Material:
##########

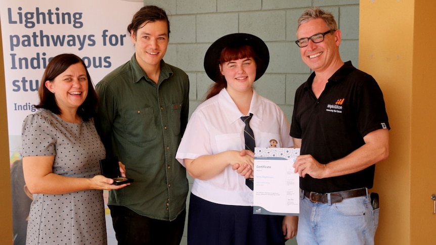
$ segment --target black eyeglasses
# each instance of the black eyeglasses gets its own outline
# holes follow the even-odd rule
[[[330,32],[334,31],[333,30],[329,30],[323,33],[317,33],[310,37],[303,37],[295,41],[295,43],[300,47],[307,46],[309,44],[309,39],[312,40],[315,43],[321,42],[324,40],[324,35]]]

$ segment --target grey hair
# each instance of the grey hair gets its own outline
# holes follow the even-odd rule
[[[297,27],[297,30],[302,24],[315,19],[322,19],[324,20],[330,30],[335,31],[338,29],[337,24],[331,13],[318,7],[314,7],[305,10],[300,16],[298,18],[298,26]]]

##########

Your instructions: Could you rewrite the lines from the one containing "--target grey hair" through the end of the items, inclusive, as a JSON list of strings with one string per line and blank lines left out?

The reply:
[
  "$ segment --target grey hair",
  "# each instance of the grey hair gets its own outline",
  "# holes follow the even-odd rule",
  "[[[297,27],[297,30],[302,24],[315,19],[322,19],[324,20],[330,30],[335,31],[338,29],[337,24],[331,13],[318,7],[314,7],[305,10],[300,16],[298,18],[298,26]]]"
]